Exercise requirements:
In the passage on reaction prediction, what overall accuracy did the bidirectional-LSTM model reach for single reactant reactions?

Extract to read:
•••••

Table 2 Success rate over molecules on three test datasets

For the single reactant reactions, our bidirectional-LSTM model achieved an accuracy of 57.7% based upon the combined use of the first two criteria. The percentages of exact and bioactively similar matches were 29.0% and 28.7%, respectively. The average \(T_{c}\) value between predicted and true sequences was 0.84. These results demonstrate that our machine predicts single reactant reactions with high accuracy. For the double reactant reactions, the success rate of the exact matches (27.9%) was almost identical to that of the single reactant reactions. However, the success rate of highly similar predictions deteriorated to 10.5% from 28.5%. For the combined set, 25.3% of predictions were accurate, and 12.9% of them were highly similar. Similarly, the average \(T_{c}\) values dropped from 0.84 to 0.66 and 0.68 for datasets containing double and combined reactants.

One reason for the worse accuracy of the double and combined sets is that the “–” sign should be appropriately predicted. Another reason is the frequent occurrence of small molecules represented with a small number of MACCS keys in these datasets. In fact, 477 molecules represented with less than 7 MACCS keys appeared in 61822 different reactions. To be more specific, 3944 reactions contain a reactant represented with one of the seven MACCS keys described in Additional file 3: Figure S2. The number of unique structures corresponding to those keys was, however, only 29. Because such small and simple structures were dense in these datasets, wrongly predicted fragments contributed significantly (a value of zero in 1-bit cases) to the success rate.

•••••

Rows from an object pointing dataset:
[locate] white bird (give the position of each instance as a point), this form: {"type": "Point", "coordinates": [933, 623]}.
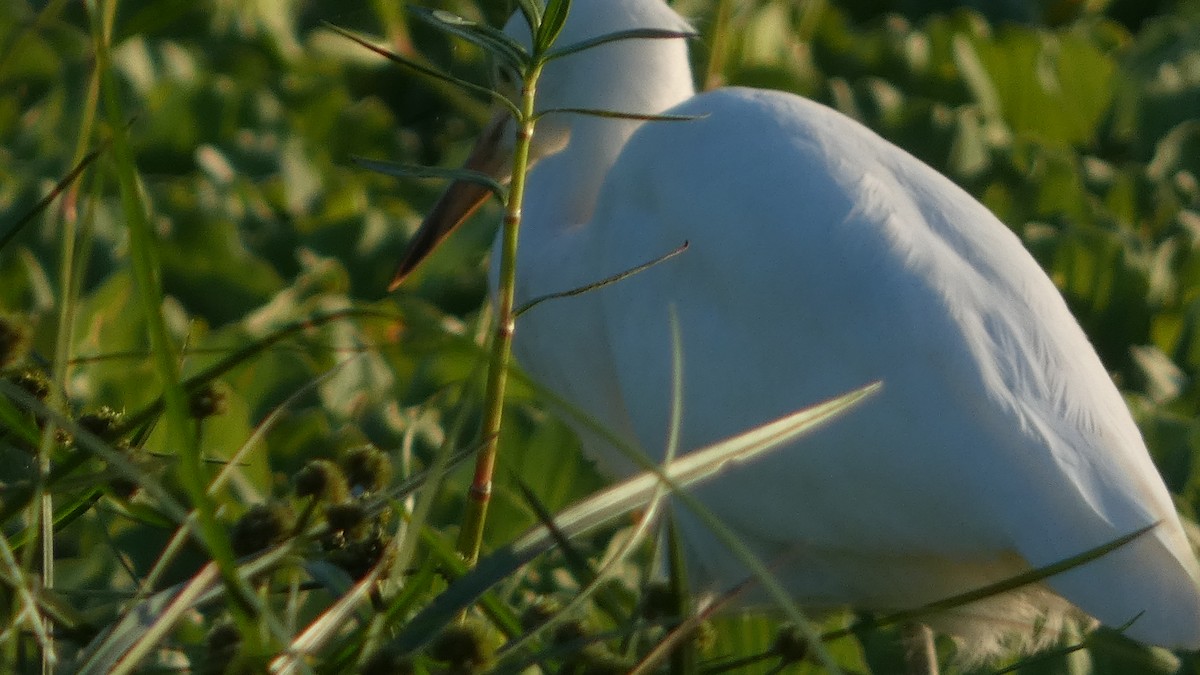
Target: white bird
{"type": "Point", "coordinates": [822, 257]}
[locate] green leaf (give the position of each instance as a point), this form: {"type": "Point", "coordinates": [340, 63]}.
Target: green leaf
{"type": "Point", "coordinates": [427, 71]}
{"type": "Point", "coordinates": [532, 12]}
{"type": "Point", "coordinates": [636, 34]}
{"type": "Point", "coordinates": [617, 501]}
{"type": "Point", "coordinates": [491, 40]}
{"type": "Point", "coordinates": [551, 24]}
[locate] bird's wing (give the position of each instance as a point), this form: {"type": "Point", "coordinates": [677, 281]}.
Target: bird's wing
{"type": "Point", "coordinates": [823, 258]}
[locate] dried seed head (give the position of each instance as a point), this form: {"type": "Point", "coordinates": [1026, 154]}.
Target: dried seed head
{"type": "Point", "coordinates": [262, 526]}
{"type": "Point", "coordinates": [323, 481]}
{"type": "Point", "coordinates": [367, 469]}
{"type": "Point", "coordinates": [465, 646]}
{"type": "Point", "coordinates": [207, 401]}
{"type": "Point", "coordinates": [790, 644]}
{"type": "Point", "coordinates": [103, 423]}
{"type": "Point", "coordinates": [359, 556]}
{"type": "Point", "coordinates": [34, 382]}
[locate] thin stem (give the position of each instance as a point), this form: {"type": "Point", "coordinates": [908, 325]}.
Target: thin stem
{"type": "Point", "coordinates": [472, 535]}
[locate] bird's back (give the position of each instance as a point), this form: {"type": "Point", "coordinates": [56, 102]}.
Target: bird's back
{"type": "Point", "coordinates": [821, 258]}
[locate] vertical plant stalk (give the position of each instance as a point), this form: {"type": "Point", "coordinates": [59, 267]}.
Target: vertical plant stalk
{"type": "Point", "coordinates": [471, 537]}
{"type": "Point", "coordinates": [163, 353]}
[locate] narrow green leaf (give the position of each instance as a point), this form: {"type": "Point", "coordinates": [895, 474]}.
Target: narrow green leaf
{"type": "Point", "coordinates": [551, 24]}
{"type": "Point", "coordinates": [618, 114]}
{"type": "Point", "coordinates": [600, 284]}
{"type": "Point", "coordinates": [636, 34]}
{"type": "Point", "coordinates": [426, 70]}
{"type": "Point", "coordinates": [59, 187]}
{"type": "Point", "coordinates": [532, 12]}
{"type": "Point", "coordinates": [413, 171]}
{"type": "Point", "coordinates": [615, 502]}
{"type": "Point", "coordinates": [491, 40]}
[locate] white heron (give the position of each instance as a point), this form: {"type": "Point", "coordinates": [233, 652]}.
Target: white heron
{"type": "Point", "coordinates": [822, 257]}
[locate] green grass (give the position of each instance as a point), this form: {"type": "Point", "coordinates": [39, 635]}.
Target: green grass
{"type": "Point", "coordinates": [185, 239]}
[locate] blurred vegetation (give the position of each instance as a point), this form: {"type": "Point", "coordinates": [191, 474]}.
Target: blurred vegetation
{"type": "Point", "coordinates": [1077, 121]}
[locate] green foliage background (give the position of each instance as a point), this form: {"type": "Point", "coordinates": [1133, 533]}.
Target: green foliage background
{"type": "Point", "coordinates": [1078, 123]}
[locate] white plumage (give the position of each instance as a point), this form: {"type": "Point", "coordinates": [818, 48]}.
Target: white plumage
{"type": "Point", "coordinates": [822, 258]}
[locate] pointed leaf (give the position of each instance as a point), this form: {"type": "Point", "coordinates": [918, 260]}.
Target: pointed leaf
{"type": "Point", "coordinates": [491, 40]}
{"type": "Point", "coordinates": [532, 12]}
{"type": "Point", "coordinates": [413, 171]}
{"type": "Point", "coordinates": [618, 114]}
{"type": "Point", "coordinates": [613, 502]}
{"type": "Point", "coordinates": [636, 34]}
{"type": "Point", "coordinates": [426, 70]}
{"type": "Point", "coordinates": [552, 23]}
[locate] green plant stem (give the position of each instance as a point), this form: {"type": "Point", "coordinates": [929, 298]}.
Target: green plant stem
{"type": "Point", "coordinates": [471, 537]}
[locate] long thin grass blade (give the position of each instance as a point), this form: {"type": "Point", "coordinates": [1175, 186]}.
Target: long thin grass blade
{"type": "Point", "coordinates": [615, 502]}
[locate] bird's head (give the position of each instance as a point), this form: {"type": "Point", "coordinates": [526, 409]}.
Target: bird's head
{"type": "Point", "coordinates": [636, 76]}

•••••

Solved exercise:
57.7%